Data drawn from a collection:

------------------------------------

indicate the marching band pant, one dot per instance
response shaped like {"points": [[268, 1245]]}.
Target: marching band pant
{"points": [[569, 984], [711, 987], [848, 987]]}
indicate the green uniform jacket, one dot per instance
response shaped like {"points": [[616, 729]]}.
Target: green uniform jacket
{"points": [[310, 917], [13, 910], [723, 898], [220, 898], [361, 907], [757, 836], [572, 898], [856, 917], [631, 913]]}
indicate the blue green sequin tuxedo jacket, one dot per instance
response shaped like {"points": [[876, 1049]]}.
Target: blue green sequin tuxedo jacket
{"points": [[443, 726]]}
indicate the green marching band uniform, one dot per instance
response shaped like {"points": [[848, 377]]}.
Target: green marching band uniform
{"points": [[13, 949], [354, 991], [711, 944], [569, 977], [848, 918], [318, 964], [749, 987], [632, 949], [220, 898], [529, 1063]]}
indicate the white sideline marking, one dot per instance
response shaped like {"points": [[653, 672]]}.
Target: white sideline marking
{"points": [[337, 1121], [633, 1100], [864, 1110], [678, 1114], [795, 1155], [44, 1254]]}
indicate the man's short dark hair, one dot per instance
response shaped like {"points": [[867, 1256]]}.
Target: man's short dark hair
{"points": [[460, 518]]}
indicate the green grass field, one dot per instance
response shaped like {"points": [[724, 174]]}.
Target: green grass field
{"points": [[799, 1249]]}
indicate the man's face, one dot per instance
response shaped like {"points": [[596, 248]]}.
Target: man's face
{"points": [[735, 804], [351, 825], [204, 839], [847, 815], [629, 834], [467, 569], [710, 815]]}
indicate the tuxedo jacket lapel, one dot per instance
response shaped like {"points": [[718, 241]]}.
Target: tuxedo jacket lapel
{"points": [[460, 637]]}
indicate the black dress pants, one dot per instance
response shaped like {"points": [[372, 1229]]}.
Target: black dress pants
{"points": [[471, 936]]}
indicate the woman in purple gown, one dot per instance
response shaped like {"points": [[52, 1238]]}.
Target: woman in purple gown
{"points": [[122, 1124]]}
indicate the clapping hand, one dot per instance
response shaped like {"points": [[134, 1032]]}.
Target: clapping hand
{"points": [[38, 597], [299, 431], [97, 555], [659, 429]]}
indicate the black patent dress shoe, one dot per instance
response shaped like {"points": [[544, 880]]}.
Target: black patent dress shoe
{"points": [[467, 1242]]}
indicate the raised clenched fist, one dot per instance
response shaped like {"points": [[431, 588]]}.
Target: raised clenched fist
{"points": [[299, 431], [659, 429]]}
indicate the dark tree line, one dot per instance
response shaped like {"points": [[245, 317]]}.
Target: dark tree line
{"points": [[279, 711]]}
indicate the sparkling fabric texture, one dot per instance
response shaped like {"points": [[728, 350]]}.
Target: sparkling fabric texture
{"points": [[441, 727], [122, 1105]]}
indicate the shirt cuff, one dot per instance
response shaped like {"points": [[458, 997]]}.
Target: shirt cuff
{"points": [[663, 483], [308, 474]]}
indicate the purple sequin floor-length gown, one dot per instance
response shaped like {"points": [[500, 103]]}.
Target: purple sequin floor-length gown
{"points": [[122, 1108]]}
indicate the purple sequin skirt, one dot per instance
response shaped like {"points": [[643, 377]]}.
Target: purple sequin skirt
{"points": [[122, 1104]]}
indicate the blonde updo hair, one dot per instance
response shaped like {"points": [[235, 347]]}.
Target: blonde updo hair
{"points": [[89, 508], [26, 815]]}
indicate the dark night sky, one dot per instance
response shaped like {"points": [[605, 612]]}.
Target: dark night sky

------------------------------------

Exercise instructions -
Reproduce all of the items above word for word, line by line, leaving nothing out and changing nothing.

Solution to the problem -
indicate the marching band pant, one dot per instance
response shaped like {"points": [[268, 1245]]}.
Target: marching band pant
{"points": [[569, 984], [711, 987], [848, 987]]}
indicate the green uniform jacket, one dot per instance
response shaped like {"points": [[616, 729]]}.
Target: green uniform jacket
{"points": [[310, 917], [13, 910], [723, 898], [220, 898], [361, 907], [757, 836], [572, 898], [856, 917], [631, 913]]}
indicate the blue green sequin tuxedo jacket, one dot per instance
response shaped like {"points": [[876, 1049]]}.
Target: blue green sequin tuxedo jacket
{"points": [[443, 726]]}
indicate the green marching band uniform, one dot per instance
response shaped like {"points": [[848, 377]]}.
Target: green marching band uniform
{"points": [[13, 949], [354, 991], [711, 944], [569, 977], [848, 918], [318, 964], [749, 987], [632, 949], [220, 898], [529, 1063]]}
indicate the white sideline marking, one dot per instance
response shaped like {"points": [[653, 672]]}.
Target: white sideline marking
{"points": [[337, 1121], [633, 1100], [864, 1110], [678, 1114], [795, 1155], [44, 1254]]}
indicate the man's short dark hair, one dot per instance
response shaped like {"points": [[867, 1256]]}.
Target: man's short dark hair
{"points": [[460, 518]]}
indicate the green grass field, one dot per instance
response shaped like {"points": [[724, 174]]}.
Target: green grass field
{"points": [[799, 1249]]}
indicate the man's face, one dot per instance
response shaped like {"points": [[596, 248]]}.
Target: man's face
{"points": [[735, 804], [351, 825], [204, 839], [847, 815], [629, 834], [467, 569], [710, 815]]}
indicate the tuxedo jacket lapel, one dot per instance
response shaped like {"points": [[718, 241]]}.
Target: tuxedo jacket lapel
{"points": [[460, 637]]}
indicate the black dress pants, one dot per instance
response shaped like {"points": [[372, 1229]]}.
Target: black dress pants
{"points": [[471, 936]]}
indicate the woman in purple gown, one dot per instance
response shaped like {"points": [[52, 1238]]}.
Target: woman in purple gown
{"points": [[122, 1124]]}
indicate the clapping hand, one dot per instance
response shaped like {"points": [[134, 1032]]}.
Target: clapping hand
{"points": [[38, 597], [299, 431], [97, 555], [659, 429]]}
indicate the black patent dress shoe, one dot per instance
response shaped like {"points": [[544, 880]]}.
Target: black patent dress shoe
{"points": [[467, 1242]]}
indicate the raised clenched fist, one dot per instance
response shaped like {"points": [[431, 588]]}.
Target: raised clenched fist
{"points": [[299, 431], [659, 429]]}
indicate the dark tree line, one dot per instance
response shaped like {"points": [[245, 317]]}.
Target: dark tree line
{"points": [[279, 711]]}
indicate the sparkling fabric texture, one dot per instance
response shaped like {"points": [[728, 350]]}.
Target: sparkling fabric texture
{"points": [[441, 727], [122, 1105]]}
indicate the shirt cuff, one dot per instance
response shaped like {"points": [[458, 997]]}.
Target: shirt cuff
{"points": [[663, 483], [308, 474]]}
indicate the purple sequin floor-length gown, one dot per instance
response shaped like {"points": [[500, 103]]}.
Target: purple sequin floor-length gown
{"points": [[122, 1108]]}
indicate the purple sequin skirt, one dot per instance
response shaped like {"points": [[643, 377]]}.
Target: purple sequin skirt
{"points": [[122, 1104]]}
indicate the blonde updo hair, one dot per instance
response shaped like {"points": [[235, 347]]}.
Target: blonde updo hair
{"points": [[89, 508], [26, 815]]}
indicate the dark night sky, one dot per instance
response shaped like {"points": [[605, 612]]}.
Target: dark night sky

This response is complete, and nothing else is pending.